:: SET PROBLEM ::
Print the material below word for word, from its first line through the line holding "column 252, row 18", inclusive.

:: DATA LISTING ::
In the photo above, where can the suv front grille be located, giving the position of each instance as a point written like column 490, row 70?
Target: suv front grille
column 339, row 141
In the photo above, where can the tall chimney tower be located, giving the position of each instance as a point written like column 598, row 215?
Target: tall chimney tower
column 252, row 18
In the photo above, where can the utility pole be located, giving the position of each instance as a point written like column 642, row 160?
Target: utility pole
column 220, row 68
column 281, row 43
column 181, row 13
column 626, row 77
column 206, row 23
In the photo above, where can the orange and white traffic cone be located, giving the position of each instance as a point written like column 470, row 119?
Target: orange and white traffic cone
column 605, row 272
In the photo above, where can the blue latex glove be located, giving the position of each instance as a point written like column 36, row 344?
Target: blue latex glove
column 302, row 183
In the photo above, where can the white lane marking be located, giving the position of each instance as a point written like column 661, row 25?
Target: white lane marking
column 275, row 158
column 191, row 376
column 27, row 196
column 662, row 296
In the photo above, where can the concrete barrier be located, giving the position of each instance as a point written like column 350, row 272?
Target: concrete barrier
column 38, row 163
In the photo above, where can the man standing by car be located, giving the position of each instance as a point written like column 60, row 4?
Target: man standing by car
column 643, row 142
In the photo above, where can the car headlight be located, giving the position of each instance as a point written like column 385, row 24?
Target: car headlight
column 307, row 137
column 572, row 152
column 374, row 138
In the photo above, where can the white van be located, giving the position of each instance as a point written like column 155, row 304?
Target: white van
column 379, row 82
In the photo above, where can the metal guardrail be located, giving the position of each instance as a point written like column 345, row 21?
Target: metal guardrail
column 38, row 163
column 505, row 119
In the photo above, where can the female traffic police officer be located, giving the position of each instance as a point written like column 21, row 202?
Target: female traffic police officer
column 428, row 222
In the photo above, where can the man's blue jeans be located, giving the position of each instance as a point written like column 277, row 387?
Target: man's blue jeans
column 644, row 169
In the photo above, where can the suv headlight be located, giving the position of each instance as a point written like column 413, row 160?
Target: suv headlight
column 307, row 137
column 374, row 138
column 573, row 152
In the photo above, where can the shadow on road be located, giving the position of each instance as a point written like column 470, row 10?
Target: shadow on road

:: RESPONSE TO THIS EXERCISE ::
In the photo above, where can the suv front grille be located, giving the position of each instance as a point written like column 490, row 70?
Target: suv front grille
column 339, row 141
In the photo above, where can the tall chimney tower be located, giving the position of each instance as a point written like column 598, row 215?
Target: tall chimney tower
column 252, row 18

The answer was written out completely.